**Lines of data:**
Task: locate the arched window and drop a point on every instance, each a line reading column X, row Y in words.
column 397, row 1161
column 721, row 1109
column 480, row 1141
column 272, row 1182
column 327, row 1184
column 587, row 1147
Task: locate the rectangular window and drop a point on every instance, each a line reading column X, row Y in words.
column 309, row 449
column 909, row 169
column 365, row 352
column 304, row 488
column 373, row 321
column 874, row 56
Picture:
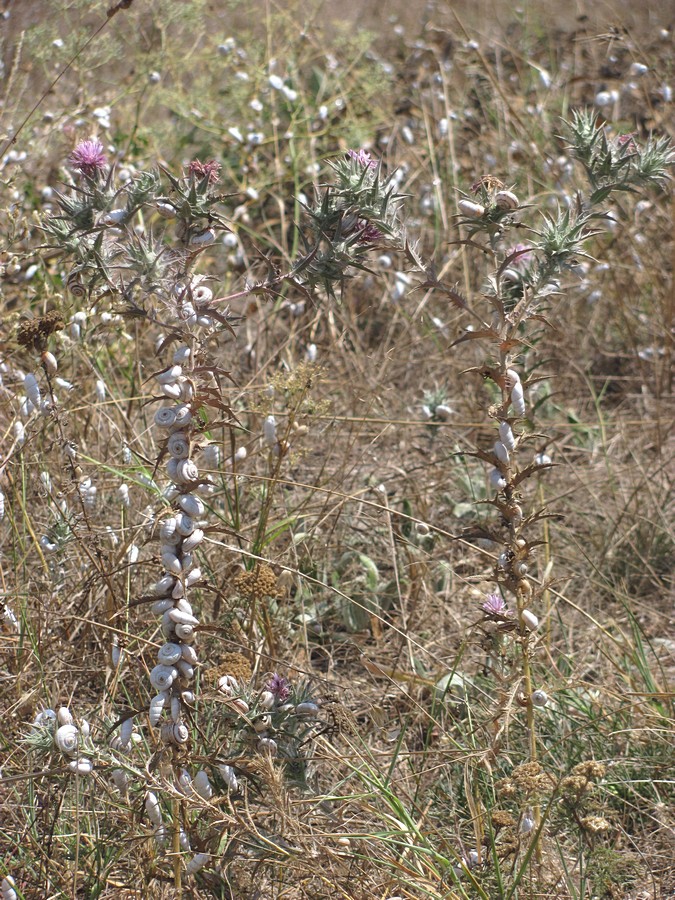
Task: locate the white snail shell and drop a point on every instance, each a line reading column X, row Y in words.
column 168, row 533
column 181, row 354
column 189, row 654
column 64, row 716
column 172, row 391
column 186, row 670
column 184, row 524
column 529, row 620
column 67, row 739
column 506, row 436
column 228, row 684
column 170, row 375
column 183, row 416
column 81, row 765
column 186, row 471
column 191, row 505
column 175, row 733
column 185, row 632
column 156, row 707
column 471, row 209
column 153, row 809
column 506, row 200
column 194, row 540
column 185, row 782
column 178, row 445
column 162, row 676
column 202, row 785
column 169, row 653
column 193, row 577
column 165, row 417
column 267, row 699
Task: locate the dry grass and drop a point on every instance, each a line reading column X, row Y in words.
column 378, row 620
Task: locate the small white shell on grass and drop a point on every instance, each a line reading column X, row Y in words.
column 67, row 739
column 529, row 619
column 163, row 676
column 153, row 808
column 202, row 785
column 156, row 706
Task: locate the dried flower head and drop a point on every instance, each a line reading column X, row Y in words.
column 210, row 169
column 495, row 606
column 88, row 158
column 279, row 686
column 363, row 158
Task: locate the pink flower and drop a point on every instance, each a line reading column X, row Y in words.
column 209, row 169
column 88, row 158
column 494, row 606
column 362, row 157
column 279, row 686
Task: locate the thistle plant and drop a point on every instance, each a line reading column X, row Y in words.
column 523, row 286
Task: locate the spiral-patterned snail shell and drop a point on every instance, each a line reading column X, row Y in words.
column 67, row 739
column 187, row 471
column 184, row 524
column 162, row 587
column 178, row 445
column 193, row 577
column 185, row 632
column 189, row 654
column 175, row 733
column 202, row 785
column 170, row 375
column 165, row 417
column 153, row 809
column 183, row 415
column 172, row 391
column 191, row 505
column 506, row 436
column 74, row 284
column 156, row 706
column 169, row 653
column 168, row 531
column 162, row 677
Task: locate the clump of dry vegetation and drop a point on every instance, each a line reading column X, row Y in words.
column 335, row 477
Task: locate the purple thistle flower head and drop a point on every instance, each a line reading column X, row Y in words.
column 362, row 157
column 88, row 158
column 210, row 169
column 279, row 686
column 495, row 606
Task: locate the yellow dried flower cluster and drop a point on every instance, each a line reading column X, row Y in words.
column 261, row 582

**TASK REQUIREMENTS:**
Write the entries out again, putting "put a mark" in place of "drop a point" every time it appears and keeping everything else the same. Don't include the pictures.

**SOLUTION FOR THIS EXERCISE:**
Task: locate the arched window and put a mark on every instance, each a line reading column X, row Y in words.
column 397, row 1161
column 721, row 1109
column 480, row 1141
column 272, row 1182
column 327, row 1184
column 587, row 1147
Task: locate the rectangular window and put a mark on every instance, each a line reading column X, row Y in words.
column 309, row 449
column 909, row 169
column 365, row 352
column 304, row 488
column 373, row 321
column 874, row 56
Picture:
Task: locate the white snail shell and put a mark on every instance, each a line reading column X, row Y in words.
column 168, row 533
column 181, row 354
column 189, row 654
column 64, row 716
column 172, row 391
column 186, row 670
column 184, row 524
column 529, row 620
column 67, row 739
column 506, row 436
column 228, row 684
column 170, row 375
column 183, row 416
column 81, row 765
column 186, row 471
column 191, row 505
column 175, row 733
column 185, row 632
column 156, row 707
column 471, row 209
column 153, row 809
column 506, row 200
column 194, row 540
column 185, row 782
column 178, row 445
column 162, row 676
column 202, row 785
column 169, row 653
column 193, row 577
column 165, row 417
column 267, row 699
Task: locate the dry grass and put a mark on every instance, each a line reading column X, row Y in words.
column 378, row 620
Task: locate the small white shell on grass and put a mark on every instance, each a line reading column X, row Y in words.
column 67, row 739
column 529, row 619
column 163, row 676
column 153, row 808
column 202, row 785
column 156, row 706
Task: locate the dried flower head and put a mark on every instance, each a line reading column X, row Y in words.
column 210, row 169
column 495, row 606
column 88, row 158
column 279, row 686
column 363, row 158
Task: locate the pink flower and put a mark on every instance, each a line reading column X, row Y in words.
column 209, row 169
column 88, row 158
column 494, row 606
column 362, row 157
column 279, row 686
Task: locate the thistle plant and put a mark on every instance, each a line reading column X, row Y in words.
column 523, row 286
Task: locate the spiral-patterned snail shell and put a mark on every instance, each a line reading column X, row Y in words.
column 67, row 739
column 187, row 471
column 184, row 524
column 162, row 587
column 178, row 445
column 193, row 577
column 185, row 632
column 189, row 654
column 175, row 733
column 202, row 785
column 170, row 375
column 165, row 417
column 153, row 809
column 183, row 415
column 172, row 391
column 191, row 505
column 506, row 436
column 74, row 284
column 156, row 706
column 169, row 653
column 168, row 531
column 162, row 677
Task: locate the clump of dry vegetation and put a mark on every instance, each a line reading column X, row Y in words.
column 335, row 477
Task: locate the purple thistle flower head and put a mark on every instance, each a line reading column X, row Y in words.
column 362, row 157
column 88, row 158
column 210, row 169
column 279, row 686
column 495, row 606
Task: locate the yellow dried flower cluster and put a mark on every instance, each a line reading column X, row Y in words.
column 261, row 582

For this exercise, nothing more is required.